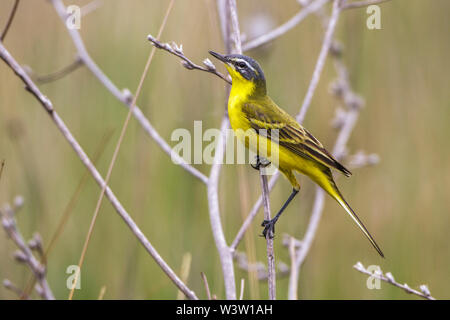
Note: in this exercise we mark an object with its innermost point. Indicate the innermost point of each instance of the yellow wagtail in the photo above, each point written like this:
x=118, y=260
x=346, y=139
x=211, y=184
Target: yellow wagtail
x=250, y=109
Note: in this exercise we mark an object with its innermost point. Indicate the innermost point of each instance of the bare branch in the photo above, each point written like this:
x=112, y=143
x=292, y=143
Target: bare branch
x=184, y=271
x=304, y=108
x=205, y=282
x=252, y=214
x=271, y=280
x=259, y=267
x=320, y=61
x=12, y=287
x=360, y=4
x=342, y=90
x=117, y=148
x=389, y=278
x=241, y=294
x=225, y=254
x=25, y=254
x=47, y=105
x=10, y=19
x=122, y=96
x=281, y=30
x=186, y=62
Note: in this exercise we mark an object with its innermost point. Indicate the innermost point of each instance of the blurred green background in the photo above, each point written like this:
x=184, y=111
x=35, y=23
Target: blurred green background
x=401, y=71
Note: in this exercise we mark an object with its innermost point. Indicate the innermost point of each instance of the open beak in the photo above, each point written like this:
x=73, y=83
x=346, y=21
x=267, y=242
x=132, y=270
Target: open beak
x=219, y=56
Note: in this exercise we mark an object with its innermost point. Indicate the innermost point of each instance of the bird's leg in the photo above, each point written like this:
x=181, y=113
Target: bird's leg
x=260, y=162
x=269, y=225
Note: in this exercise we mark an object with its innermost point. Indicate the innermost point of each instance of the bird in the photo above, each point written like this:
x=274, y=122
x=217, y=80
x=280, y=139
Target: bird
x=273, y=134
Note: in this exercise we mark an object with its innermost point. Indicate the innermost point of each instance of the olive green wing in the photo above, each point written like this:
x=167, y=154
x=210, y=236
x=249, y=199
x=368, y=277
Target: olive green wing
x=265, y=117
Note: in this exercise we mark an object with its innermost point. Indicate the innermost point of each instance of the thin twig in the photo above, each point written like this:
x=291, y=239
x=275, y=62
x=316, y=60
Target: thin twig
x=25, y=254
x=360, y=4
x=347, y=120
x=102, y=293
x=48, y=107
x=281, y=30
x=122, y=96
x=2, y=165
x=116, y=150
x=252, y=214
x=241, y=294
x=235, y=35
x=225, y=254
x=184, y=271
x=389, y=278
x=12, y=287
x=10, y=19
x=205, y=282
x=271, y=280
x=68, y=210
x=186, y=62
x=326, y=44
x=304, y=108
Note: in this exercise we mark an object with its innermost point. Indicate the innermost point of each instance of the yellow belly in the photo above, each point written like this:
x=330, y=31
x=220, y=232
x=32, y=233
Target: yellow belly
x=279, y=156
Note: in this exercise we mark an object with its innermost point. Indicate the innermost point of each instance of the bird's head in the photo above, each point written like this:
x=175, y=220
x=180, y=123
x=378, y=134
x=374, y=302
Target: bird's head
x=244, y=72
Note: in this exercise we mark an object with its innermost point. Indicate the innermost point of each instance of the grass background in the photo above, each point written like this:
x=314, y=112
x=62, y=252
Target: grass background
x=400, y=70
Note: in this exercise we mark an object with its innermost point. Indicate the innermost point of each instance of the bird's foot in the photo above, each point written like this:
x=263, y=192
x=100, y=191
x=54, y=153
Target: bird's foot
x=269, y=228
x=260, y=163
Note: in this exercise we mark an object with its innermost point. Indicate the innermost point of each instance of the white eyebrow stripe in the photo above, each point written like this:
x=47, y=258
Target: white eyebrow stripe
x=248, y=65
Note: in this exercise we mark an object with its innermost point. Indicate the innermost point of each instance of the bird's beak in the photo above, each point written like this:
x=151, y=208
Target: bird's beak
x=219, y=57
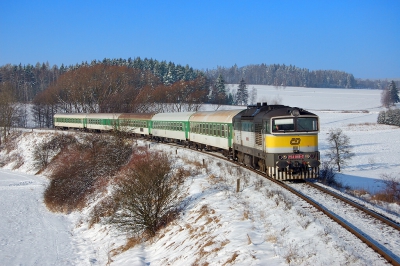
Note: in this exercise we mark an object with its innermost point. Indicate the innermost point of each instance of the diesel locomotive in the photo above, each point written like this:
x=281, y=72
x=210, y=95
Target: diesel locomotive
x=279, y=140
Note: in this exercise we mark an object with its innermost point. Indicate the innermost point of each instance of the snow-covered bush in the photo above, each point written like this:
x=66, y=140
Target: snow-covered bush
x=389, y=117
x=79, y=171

WHAT TO DO.
Output the entries above verbatim. Omit the images.

EXERCISE OUTPUT.
Note: in this exercise we mark an object with its innermost point. Indicate the innermost point of each instance of the yellow wagtail in the photo above, each point written like this:
x=118, y=260
x=346, y=139
x=211, y=184
Target: yellow wagtail
x=250, y=109
Note: in this exercise we mark an object with its innermost point. Indicate the innermost point of each instance of the bare branch in the photo above, each point written like this:
x=112, y=143
x=292, y=143
Target: bare branch
x=184, y=271
x=304, y=108
x=205, y=282
x=252, y=214
x=271, y=280
x=259, y=267
x=320, y=61
x=12, y=287
x=360, y=4
x=342, y=90
x=117, y=148
x=389, y=278
x=241, y=294
x=225, y=254
x=25, y=254
x=47, y=105
x=10, y=19
x=122, y=96
x=281, y=30
x=186, y=62
Note: in this exercise we mark an object with its innermost point. Indicate the innermost point of each instance of the blurred green background in the photo above, each point written like this:
x=184, y=111
x=35, y=23
Target: blurred green background
x=401, y=71
Note: in this exercise we mark an object with its innermost point. Indicate the innermost point of each instance of the open beak in the photo above, each point written like this:
x=73, y=83
x=346, y=21
x=267, y=242
x=132, y=270
Target: open beak
x=219, y=56
Note: in this exercise we mark an object with its innermost point. Indicate the innermost point of each instance of the bird's leg in the photo above, each point written like this:
x=181, y=113
Target: bird's leg
x=260, y=162
x=269, y=225
Note: in this exercise we mark an object with its innermost point. Indicate the innermost point of each instance of the bird in the photo above, each point written like this:
x=274, y=122
x=217, y=80
x=280, y=139
Target: bird
x=273, y=134
Note: in this exercise we mark an object with its innermost point. Indicate the innermost point of each instance of the olive green wing in the photo above, each point written like this:
x=167, y=154
x=210, y=236
x=249, y=199
x=368, y=277
Target: olive green wing
x=265, y=117
Note: in this exercise we mark an object with its innermost point. Indicate the innermost point of each instance of the thin twig in the photo above, each point written like this:
x=291, y=239
x=275, y=62
x=316, y=60
Target: thin twig
x=25, y=254
x=360, y=4
x=347, y=120
x=102, y=293
x=48, y=107
x=281, y=30
x=122, y=96
x=2, y=165
x=116, y=150
x=252, y=214
x=241, y=294
x=235, y=35
x=225, y=254
x=184, y=271
x=389, y=278
x=12, y=287
x=10, y=19
x=205, y=282
x=271, y=280
x=68, y=210
x=186, y=62
x=326, y=44
x=304, y=108
Note: in this exercise we mark an object with its innermost point. Indicate the innermost point of each instance of the yellow belly in the photo above, each point written like this:
x=330, y=31
x=220, y=232
x=32, y=233
Target: yellow belly
x=279, y=156
Note: in this exercise we mark an object with its innermost point. Indicate the innermost point of each instance of the bird's head in the photo above, each point written like this:
x=175, y=220
x=180, y=123
x=378, y=134
x=374, y=302
Target: bird's head
x=244, y=72
Note: in this exercise we mark an object with its innermost point. Indicate the innermost point of each instance of the grass background in the photo above, each point written like this:
x=314, y=112
x=62, y=252
Target: grass background
x=400, y=70
Note: in this exercise we mark an object with its innermost point. Indicate the innermost point of each instance of the bird's foot in the photo above, each point written like this:
x=263, y=192
x=100, y=191
x=54, y=153
Target: bird's foot
x=269, y=228
x=260, y=163
Note: in this exercise we mark an object with its innermost point. Indicate the innermost point of each instance of the white eyebrow stripe in the photo above, each point written like this:
x=47, y=258
Target: white eyebrow stripe
x=248, y=65
Note: in this exercise we mark an object with its innermost point. Indicate the innermost point of each instance of the bird's beak in the photo above, each point written like this:
x=151, y=208
Target: bird's beak
x=219, y=57
Note: in this exercise we mark an object with its innermost point. Indicate the innermost point of each instance of the diesel locomotive in the photo above, each point written like this:
x=281, y=72
x=210, y=95
Target: diesel locomotive
x=279, y=140
Note: in this exercise we mark an object with its innermost point. Indicate the innermost point of each instance of the snow-covered bush in the photo above, each point written like this:
x=66, y=140
Target: snow-covered bush
x=389, y=117
x=79, y=171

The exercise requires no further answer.